A run of records
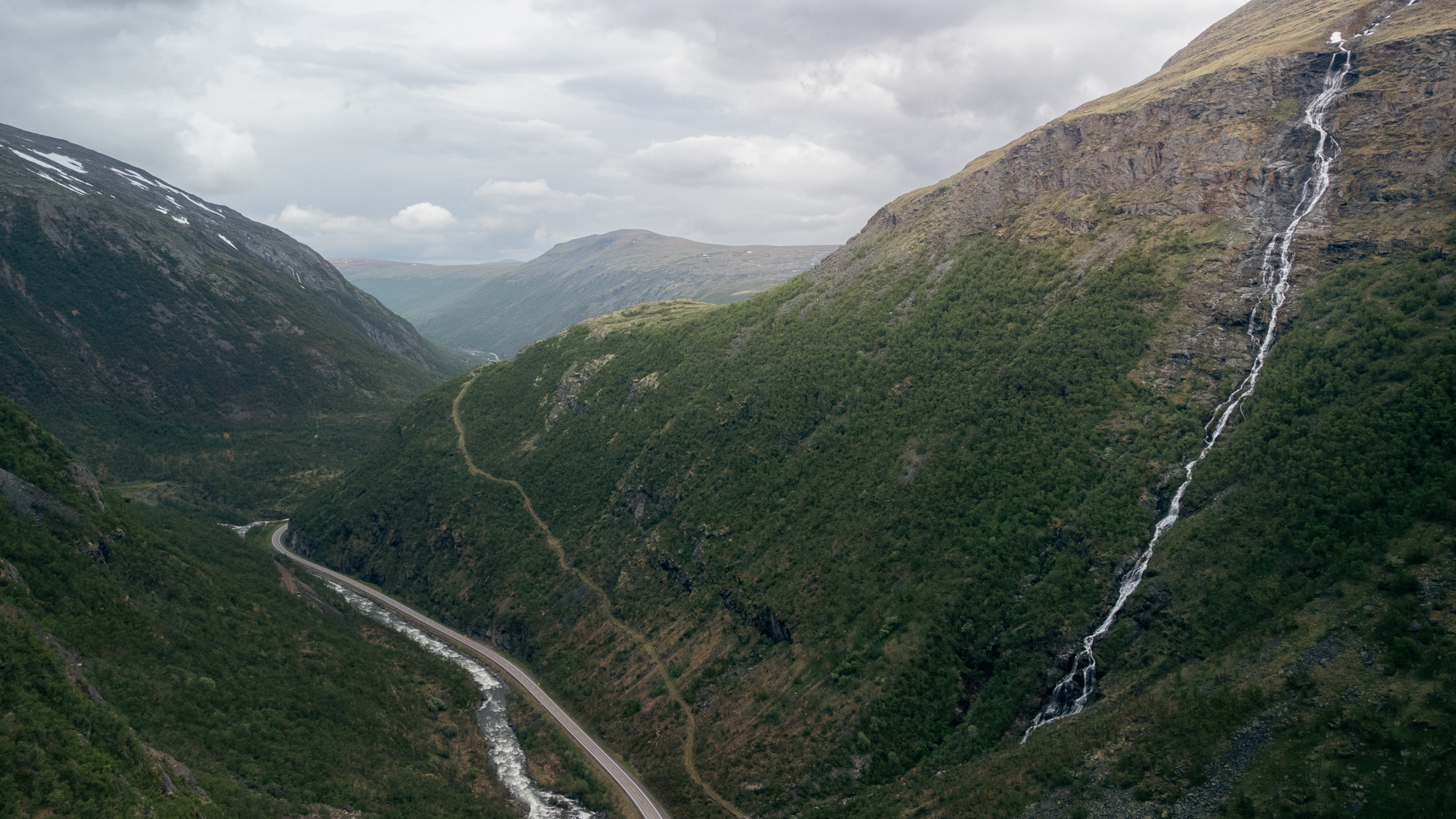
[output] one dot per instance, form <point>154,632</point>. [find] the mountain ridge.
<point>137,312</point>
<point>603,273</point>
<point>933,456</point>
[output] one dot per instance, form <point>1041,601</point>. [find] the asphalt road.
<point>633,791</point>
* * *
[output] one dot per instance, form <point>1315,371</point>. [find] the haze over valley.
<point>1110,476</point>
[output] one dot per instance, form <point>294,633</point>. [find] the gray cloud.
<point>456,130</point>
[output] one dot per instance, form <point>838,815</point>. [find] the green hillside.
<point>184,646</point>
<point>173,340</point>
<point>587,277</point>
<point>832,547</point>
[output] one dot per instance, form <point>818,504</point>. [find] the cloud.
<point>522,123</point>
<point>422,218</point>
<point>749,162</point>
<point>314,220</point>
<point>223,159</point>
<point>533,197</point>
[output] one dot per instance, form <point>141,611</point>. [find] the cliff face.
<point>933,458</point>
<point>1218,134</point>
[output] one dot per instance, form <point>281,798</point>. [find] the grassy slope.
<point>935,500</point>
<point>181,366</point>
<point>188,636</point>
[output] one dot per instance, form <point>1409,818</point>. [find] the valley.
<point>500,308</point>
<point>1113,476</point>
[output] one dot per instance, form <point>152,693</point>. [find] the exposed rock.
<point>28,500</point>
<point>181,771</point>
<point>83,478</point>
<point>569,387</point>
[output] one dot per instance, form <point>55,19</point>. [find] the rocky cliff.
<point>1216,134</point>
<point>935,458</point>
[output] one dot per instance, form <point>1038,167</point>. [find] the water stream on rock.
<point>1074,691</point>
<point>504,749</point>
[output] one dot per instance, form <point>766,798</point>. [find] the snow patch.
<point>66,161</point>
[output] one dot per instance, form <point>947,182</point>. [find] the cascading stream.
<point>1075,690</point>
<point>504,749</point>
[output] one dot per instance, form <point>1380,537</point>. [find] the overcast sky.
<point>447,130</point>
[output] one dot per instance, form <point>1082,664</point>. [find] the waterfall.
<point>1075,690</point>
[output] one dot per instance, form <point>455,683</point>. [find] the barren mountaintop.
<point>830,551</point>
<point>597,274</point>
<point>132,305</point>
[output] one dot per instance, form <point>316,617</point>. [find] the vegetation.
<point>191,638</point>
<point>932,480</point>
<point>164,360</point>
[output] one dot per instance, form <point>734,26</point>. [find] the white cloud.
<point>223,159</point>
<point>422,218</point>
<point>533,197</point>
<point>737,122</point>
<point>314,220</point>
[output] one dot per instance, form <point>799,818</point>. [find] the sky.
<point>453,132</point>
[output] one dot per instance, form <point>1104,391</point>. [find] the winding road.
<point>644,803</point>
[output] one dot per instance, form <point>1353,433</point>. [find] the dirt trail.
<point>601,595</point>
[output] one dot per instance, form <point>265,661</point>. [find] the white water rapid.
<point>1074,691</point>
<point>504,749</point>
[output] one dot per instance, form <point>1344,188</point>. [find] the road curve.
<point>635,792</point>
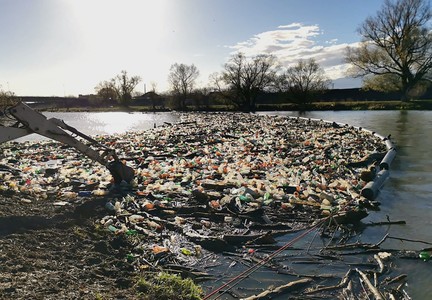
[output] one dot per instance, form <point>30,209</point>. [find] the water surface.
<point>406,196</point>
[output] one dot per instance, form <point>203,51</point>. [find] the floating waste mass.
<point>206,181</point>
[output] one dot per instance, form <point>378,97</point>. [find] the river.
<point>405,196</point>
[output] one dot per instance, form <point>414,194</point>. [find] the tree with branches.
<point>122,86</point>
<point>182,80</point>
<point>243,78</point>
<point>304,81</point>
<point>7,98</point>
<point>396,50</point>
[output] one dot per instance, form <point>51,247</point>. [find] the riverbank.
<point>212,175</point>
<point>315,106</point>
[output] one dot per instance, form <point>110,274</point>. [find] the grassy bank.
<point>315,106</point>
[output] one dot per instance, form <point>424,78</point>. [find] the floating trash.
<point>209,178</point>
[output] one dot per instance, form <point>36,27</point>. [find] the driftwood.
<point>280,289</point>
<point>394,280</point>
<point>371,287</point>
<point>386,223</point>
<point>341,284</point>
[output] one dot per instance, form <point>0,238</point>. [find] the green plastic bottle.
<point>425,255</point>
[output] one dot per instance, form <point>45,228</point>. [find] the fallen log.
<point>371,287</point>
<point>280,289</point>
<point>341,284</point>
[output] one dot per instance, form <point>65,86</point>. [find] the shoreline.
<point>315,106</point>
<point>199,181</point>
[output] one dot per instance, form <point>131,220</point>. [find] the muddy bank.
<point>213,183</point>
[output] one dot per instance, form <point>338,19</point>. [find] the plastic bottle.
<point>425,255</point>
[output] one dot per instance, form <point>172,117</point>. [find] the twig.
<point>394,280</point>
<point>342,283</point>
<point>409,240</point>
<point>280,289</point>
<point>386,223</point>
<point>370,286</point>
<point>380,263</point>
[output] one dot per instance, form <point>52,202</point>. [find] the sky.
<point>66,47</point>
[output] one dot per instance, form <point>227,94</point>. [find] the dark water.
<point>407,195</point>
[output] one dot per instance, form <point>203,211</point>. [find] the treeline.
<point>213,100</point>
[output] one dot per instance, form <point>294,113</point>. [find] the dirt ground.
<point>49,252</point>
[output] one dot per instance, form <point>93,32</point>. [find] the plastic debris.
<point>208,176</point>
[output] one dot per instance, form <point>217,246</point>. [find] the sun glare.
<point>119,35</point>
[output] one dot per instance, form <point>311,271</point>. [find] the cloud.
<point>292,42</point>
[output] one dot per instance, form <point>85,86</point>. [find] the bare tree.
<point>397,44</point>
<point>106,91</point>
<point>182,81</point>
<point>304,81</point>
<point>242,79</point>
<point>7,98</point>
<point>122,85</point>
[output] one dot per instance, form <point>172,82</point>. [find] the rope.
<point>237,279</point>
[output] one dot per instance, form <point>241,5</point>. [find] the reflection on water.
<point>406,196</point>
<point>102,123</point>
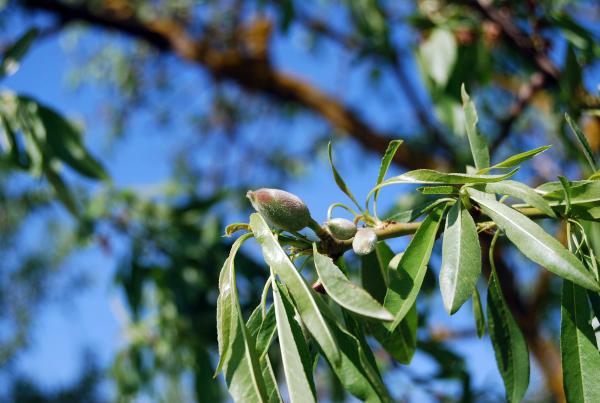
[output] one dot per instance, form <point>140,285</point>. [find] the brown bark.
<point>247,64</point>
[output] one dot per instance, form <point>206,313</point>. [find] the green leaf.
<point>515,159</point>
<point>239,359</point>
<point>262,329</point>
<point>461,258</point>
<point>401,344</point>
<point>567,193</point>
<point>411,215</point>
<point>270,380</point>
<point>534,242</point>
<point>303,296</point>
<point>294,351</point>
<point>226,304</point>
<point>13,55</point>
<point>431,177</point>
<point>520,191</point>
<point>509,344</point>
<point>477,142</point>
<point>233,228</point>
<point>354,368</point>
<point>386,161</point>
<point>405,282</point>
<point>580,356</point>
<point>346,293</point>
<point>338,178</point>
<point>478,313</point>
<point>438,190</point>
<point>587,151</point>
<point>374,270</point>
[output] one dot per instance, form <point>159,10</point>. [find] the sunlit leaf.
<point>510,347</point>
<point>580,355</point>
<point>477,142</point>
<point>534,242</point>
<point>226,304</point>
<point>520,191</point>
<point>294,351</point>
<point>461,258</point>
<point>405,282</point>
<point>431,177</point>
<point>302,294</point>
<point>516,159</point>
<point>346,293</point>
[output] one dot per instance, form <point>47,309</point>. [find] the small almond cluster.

▸ The exercise
Copy the listing from the line with "[output] one dot per instance, form <point>36,27</point>." up to and including the line with "<point>213,100</point>", changing "plastic bottle" to "plastic container" and leaving everything else unchanged.

▸ Output
[output] one dot per instance, form <point>36,27</point>. [find] the driftwood.
<point>280,289</point>
<point>394,280</point>
<point>371,287</point>
<point>386,223</point>
<point>341,284</point>
[output] one dot per instance, form <point>0,238</point>. [find] the green plastic container.
<point>425,255</point>
[output] one dot per instance, form <point>45,228</point>. [find] the fallen log.
<point>371,287</point>
<point>280,289</point>
<point>341,284</point>
[output] one dot per instance, form <point>65,86</point>. [find] the shoreline.
<point>315,106</point>
<point>199,181</point>
[output] one dot per instance, form <point>131,220</point>. [find] the muddy bank.
<point>213,183</point>
[output] one dot per instance, form <point>338,19</point>. [find] the plastic container.
<point>425,255</point>
[output] one dot per instance, form <point>172,117</point>. [find] the twig.
<point>394,280</point>
<point>342,283</point>
<point>409,240</point>
<point>280,289</point>
<point>386,223</point>
<point>370,286</point>
<point>380,263</point>
[output] one dot per instance, form <point>52,202</point>. [find] the sky.
<point>66,47</point>
[output] one dot per instance, form <point>227,94</point>. [find] the dark water.
<point>407,195</point>
[output] one dot per instance, form <point>203,211</point>. [find] the treeline.
<point>213,100</point>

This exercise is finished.